**WHAT THE EXERCISE ASKS**
In your copy of the entries below, keep every word exactly and leave out all images.

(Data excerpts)
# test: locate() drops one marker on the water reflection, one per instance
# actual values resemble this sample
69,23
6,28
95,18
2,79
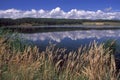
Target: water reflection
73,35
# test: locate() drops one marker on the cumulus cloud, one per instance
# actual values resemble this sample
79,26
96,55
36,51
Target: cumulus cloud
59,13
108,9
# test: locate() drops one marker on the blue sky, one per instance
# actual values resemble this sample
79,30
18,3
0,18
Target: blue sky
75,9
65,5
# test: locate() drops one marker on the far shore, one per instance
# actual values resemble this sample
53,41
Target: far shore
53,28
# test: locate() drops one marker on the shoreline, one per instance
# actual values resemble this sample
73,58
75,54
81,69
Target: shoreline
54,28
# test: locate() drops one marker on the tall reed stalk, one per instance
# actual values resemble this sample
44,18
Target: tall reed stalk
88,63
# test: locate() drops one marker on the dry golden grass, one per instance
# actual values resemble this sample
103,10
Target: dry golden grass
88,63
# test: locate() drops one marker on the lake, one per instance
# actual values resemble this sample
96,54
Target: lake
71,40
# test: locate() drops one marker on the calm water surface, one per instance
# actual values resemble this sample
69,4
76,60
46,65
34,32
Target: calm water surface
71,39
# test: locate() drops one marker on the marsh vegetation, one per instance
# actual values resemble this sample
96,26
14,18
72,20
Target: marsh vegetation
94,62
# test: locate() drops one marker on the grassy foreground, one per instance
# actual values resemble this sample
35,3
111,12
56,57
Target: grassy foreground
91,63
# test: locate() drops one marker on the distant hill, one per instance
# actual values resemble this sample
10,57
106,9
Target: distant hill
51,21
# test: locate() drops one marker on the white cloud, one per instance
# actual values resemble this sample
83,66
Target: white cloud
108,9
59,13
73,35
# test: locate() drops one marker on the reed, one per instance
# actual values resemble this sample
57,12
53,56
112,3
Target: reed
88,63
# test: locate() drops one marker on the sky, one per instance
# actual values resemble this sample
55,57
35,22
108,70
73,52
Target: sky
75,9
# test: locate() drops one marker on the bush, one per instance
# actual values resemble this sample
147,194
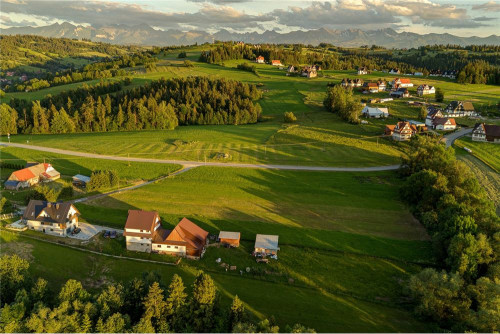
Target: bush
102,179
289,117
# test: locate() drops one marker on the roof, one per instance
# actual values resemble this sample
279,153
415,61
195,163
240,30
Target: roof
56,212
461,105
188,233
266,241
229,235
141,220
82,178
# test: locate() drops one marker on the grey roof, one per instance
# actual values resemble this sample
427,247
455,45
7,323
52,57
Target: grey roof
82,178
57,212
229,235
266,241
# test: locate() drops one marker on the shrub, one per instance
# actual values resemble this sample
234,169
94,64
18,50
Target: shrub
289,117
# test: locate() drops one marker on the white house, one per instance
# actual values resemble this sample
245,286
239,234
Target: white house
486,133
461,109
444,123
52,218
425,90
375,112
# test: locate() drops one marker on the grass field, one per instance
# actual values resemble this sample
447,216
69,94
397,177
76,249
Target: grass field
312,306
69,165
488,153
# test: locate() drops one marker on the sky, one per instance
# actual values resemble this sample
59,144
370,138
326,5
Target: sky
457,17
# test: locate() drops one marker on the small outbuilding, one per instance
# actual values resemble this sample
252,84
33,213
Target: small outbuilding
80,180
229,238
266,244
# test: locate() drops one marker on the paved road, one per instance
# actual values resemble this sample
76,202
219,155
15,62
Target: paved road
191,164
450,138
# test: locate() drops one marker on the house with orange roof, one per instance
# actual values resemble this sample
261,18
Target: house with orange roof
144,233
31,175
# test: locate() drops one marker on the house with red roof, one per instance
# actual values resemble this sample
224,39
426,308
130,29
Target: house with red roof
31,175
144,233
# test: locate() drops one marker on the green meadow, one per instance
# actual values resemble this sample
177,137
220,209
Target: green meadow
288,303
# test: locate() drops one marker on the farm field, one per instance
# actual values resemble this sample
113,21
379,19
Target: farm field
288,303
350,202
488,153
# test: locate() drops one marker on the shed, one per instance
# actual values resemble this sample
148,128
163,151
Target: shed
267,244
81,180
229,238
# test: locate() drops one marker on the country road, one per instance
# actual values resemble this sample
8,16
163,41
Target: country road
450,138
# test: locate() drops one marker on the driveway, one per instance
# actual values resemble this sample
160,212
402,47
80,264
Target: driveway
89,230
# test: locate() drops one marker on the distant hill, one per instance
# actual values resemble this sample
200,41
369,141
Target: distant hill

**RESULT**
# test: locate() drops one marker on the water reflection, one per instance
# actual values resemble this sample
69,23
6,28
95,18
2,79
Target: water reflection
73,35
# test: locate() drops one marker on the cumulus cloud, one per instance
# actual values resemble this sample
79,26
96,55
36,51
Target: cumulus cloud
59,13
108,9
# test: locate() drops one marker on the blue sky, one per instance
# actual values resemble this sample
79,30
18,3
0,18
Target: blue sky
75,9
65,5
# test: locate() drops one marker on the far shore, one per instance
# actual values resemble this sample
53,41
Target: far shore
53,28
# test: locate() drops one marker on the shoreline, one per instance
# actual values resemble this sample
73,58
75,54
81,69
Target: shoreline
54,28
# test: locate() drops one marker on the tall reed stalk, one per instance
# actual values resemble this sample
44,18
Target: tall reed stalk
88,63
# test: locate() drops one marker on the dry golden grass, one per instance
# actual values resemble this sample
103,10
Target: dry golden grass
88,63
# test: locate() drops one marker on the lake, one per instance
# actual values resemble this sample
96,54
Target: lake
71,40
# test: locate() drops one marker on the calm water surface, one per instance
# actual values resemble this sample
69,4
76,60
46,65
34,32
Target: calm water surface
71,39
# test: locate() drops one marker on the marsh vegetation, one per instance
# actual values resemble this sample
96,26
14,18
72,20
Target: marsh vegetation
94,62
# test: locate() drops one marker on the grassy foreground, one per instance
# actual values resemble this sample
35,3
111,12
56,57
Target: grassy foreground
91,63
# test: locate() drops one marker on the distant hill, one per instance
# actual values resemble this sample
10,57
106,9
Target: distant hill
51,21
# test: locate() drops one marker on the white cloud, one per instance
# actual values resemble this sample
83,66
Target: white cloud
108,9
59,13
73,35
# test: locate() drops one marker on the reed, one per instance
# actual values resemble this sample
57,12
53,56
112,3
Target: reed
88,63
# test: locate() drops one marker on the sky, one per instance
# actual values resemble this sample
55,57
35,22
108,70
73,52
Target: sky
75,9
# test: locate() drops one marker on the bush, one per instance
# actual values resemble this sample
147,194
Target: bush
102,179
289,117
# test: locate() drops one marker on the roof, one per instance
# actual values resemble this sample
279,153
415,61
195,163
240,30
Target: roof
56,212
461,105
188,233
266,241
229,235
141,220
82,178
# test: locate() drops one marker on the grey roof, one per instance
# actual values resemble this sample
427,247
455,45
7,323
52,57
Target: grey roof
82,178
57,212
229,235
266,241
# test: locate() drops one marker on the shrub, one per instance
# actual values resemble this sample
234,169
94,64
18,50
Target: shrub
289,117
# test: locate() drops one marker on the white house, one per instance
# actual values resemble this sample
245,286
239,234
Target: white house
486,133
461,109
444,123
52,218
425,90
375,112
# test: locate() drops one marker on the grass field, one per instance
# actual values resemble this sample
447,216
69,94
397,177
76,249
Target: grass field
312,306
69,165
488,153
# test: locate() drops one marker on the sky, one per instance
# actual values resemble this sample
59,144
370,138
326,5
Target: sky
457,17
# test: locate() drops one marker on the small outbuilding, one per instance
# actual values resemble this sample
252,84
33,213
Target: small outbuilding
80,180
229,238
266,244
# test: locate() drops one marker on the paved road, one per instance
# actual values resemble this sample
76,202
219,155
15,62
Target: paved road
191,164
450,138
# test: locate() drops one marker on the house with orange roof, one per instance
# actual values resemble this sample
261,18
Target: house with orange roof
144,233
31,175
# test: locate() drops one marker on the house with red roof, one per instance
# actual values resemble this sample
224,39
426,308
130,29
Target: house with red roof
31,175
144,233
# test: locate() drops one marker on the green meadow, one per instance
# actual values resemble this sample
177,137
220,209
Target: green meadow
288,303
# test: locate() drops one marker on the farm field, one per instance
# actual values resemble this sample
113,21
379,19
Target: farm field
288,303
350,202
488,153
# test: locate() drops one marker on the shed, one per instance
# actual values resemble this sample
148,128
163,151
Target: shed
267,244
81,180
229,238
# test: locate() drops one marker on the country road, one per instance
# actual values resemble this sample
8,16
163,41
Target: country road
450,138
# test: locate() drops one marker on the driveway, one per instance
# actual values resemble this sample
160,212
402,47
80,264
Target: driveway
89,230
# test: locate() drops one marker on the distant hill, one per instance
# actual values resemble this sample
200,41
369,141
Target: distant hill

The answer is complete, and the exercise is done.